» **EXTRAIT DU TEXTE**
◆ ◆ ◆

Agribashing dans le Club d'Arte du 25 octobre 2019 : jusqu'au bout de la connerie
Heureusement, M. Jean Quatremer était là
« Bonsoir à tous. Soyez les bienvenus dans le Club de 20 Minutes où nos journalistes et intellectuels préférés vont analyser les événements marquants de la semaine [...] »
C'était l'introduction de M. Renaud Dély.
À la minute 38:45 débute une séquence de quelque quatre minutes sur la photo de la semaine et la colère des agriculteurs. Les manifestations auraient eu pour but de
« se faire entendre en particulier des urbains qui les rendent coupables de tout selon eux et notamment d'empoisonner leurs assiettes... l'agribashing... est-ce que ça existe vraiment ? [...] ».

◆ ◆ ◆

» **CONSIGNE A**
D'après l'extrait sur l'agribashing, à quelle minute commence la séquence consacrée à la photo de la semaine ?
» **CONSIGNE B**
Pour chacune des affirmations suivantes, dites si elle concorde avec l'extrait sur l'agribashing, en citant les mots décisifs du texte : (i) l'introduction de l'émission était celle de M. Renaud Dély ; (ii) la séquence sur la photo de la semaine dure une dizaine de minutes ; (iii) le Club dont parle le texte date du 25 octobre 2019.
» **CONSIGNE C**
Relevez tous les noms communs de l'extrait sur l'agribashing qui désignent des catégories de personnes.

» **DONNÉES À ANALYSER**
◆ ◆ ◆

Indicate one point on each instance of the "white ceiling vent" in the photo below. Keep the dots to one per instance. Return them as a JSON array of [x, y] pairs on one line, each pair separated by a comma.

◆ ◆ ◆

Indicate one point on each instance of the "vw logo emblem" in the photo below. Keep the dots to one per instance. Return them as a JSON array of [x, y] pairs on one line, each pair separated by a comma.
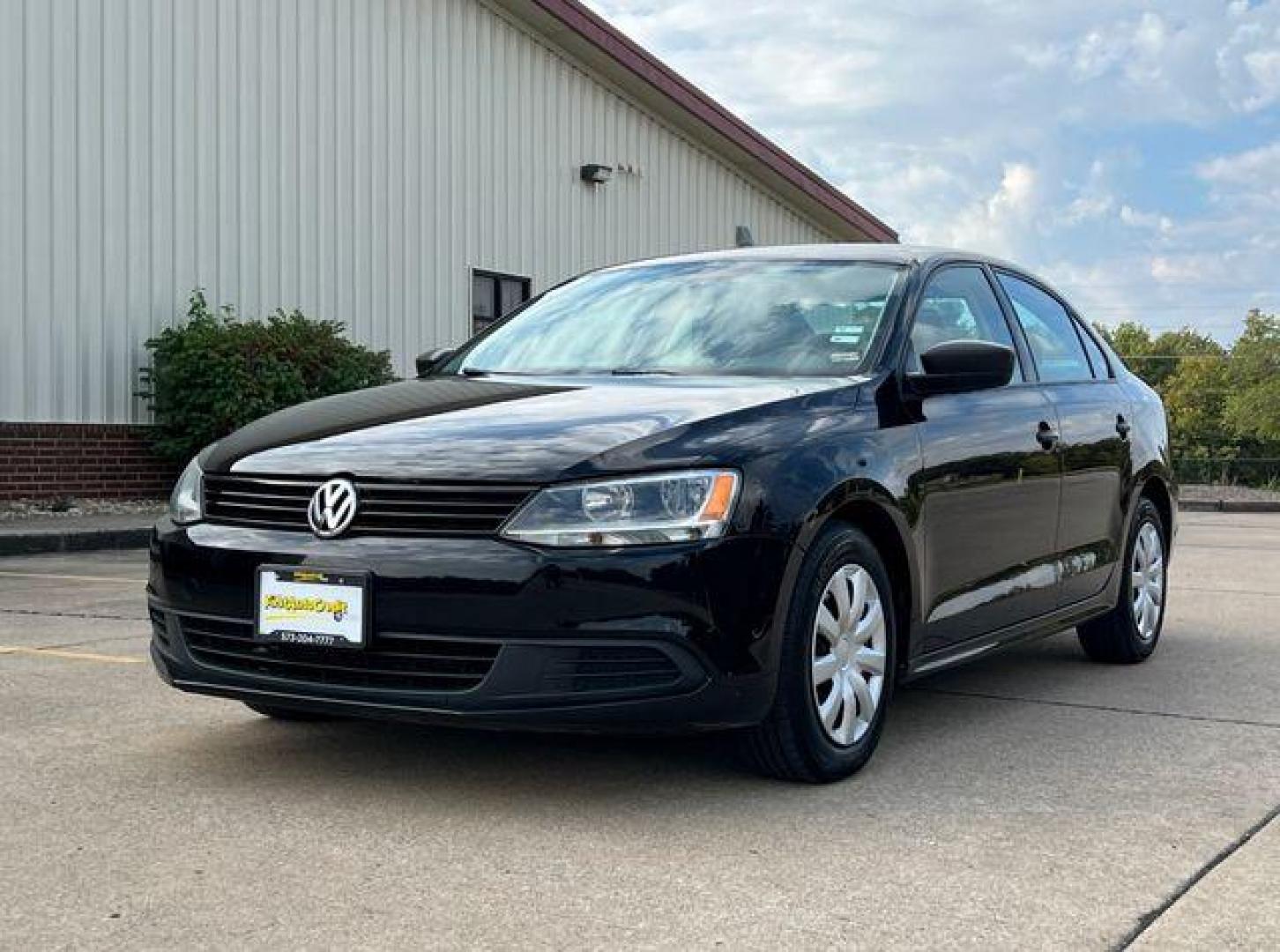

◆ ◆ ◆

» **RÉPONSE RÉDIGÉE A**
À la minute 38:45.

» **RÉPONSE RÉDIGÉE B**
(i) Oui : « C'était l'introduction de M. Renaud Dély. »
(ii) Non : « une séquence de quelque quatre minutes ».
(iii) Oui : « dans le Club d'Arte du 25 octobre 2019 ».

» **RÉPONSE RÉDIGÉE C**
journalistes, intellectuels, agriculteurs, urbains